→ **DATA LISTING**
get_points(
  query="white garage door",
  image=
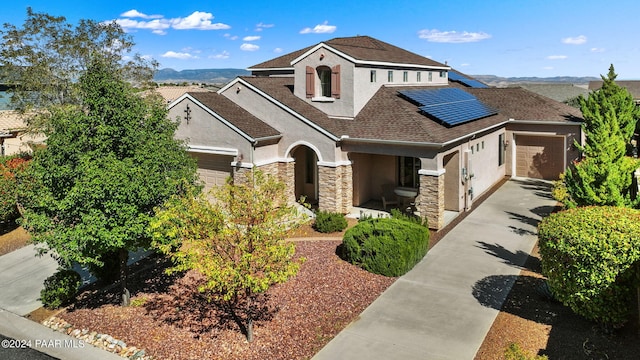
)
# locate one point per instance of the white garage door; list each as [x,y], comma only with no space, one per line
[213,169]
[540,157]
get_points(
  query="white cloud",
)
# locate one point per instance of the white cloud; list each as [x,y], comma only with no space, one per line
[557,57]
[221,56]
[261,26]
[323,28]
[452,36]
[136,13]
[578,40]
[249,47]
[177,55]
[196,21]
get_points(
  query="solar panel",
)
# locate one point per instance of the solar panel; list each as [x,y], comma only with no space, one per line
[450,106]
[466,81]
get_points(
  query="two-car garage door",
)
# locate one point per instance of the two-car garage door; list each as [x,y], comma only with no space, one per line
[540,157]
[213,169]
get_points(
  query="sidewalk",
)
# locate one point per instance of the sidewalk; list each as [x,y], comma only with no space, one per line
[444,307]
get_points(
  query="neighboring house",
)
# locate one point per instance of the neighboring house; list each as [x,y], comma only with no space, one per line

==

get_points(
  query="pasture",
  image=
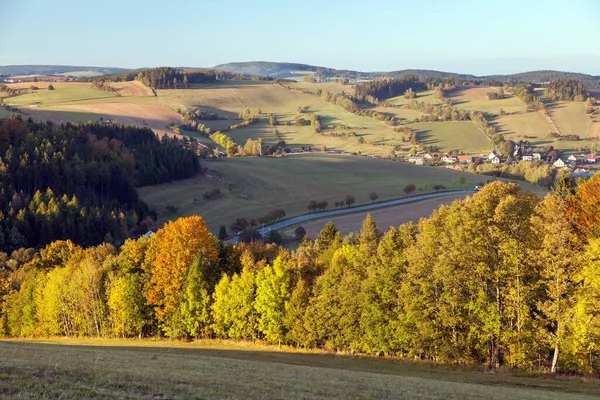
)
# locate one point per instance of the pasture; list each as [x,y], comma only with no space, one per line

→ **WORK INSTRUCTIONS**
Pick out the lines above containing the word "neighboring", then copy them.

→ **RESPONSE BOX**
  query="neighboring house",
# locate one point per instance of the neighboring house; list each as [x,y], comma only with no space, one per line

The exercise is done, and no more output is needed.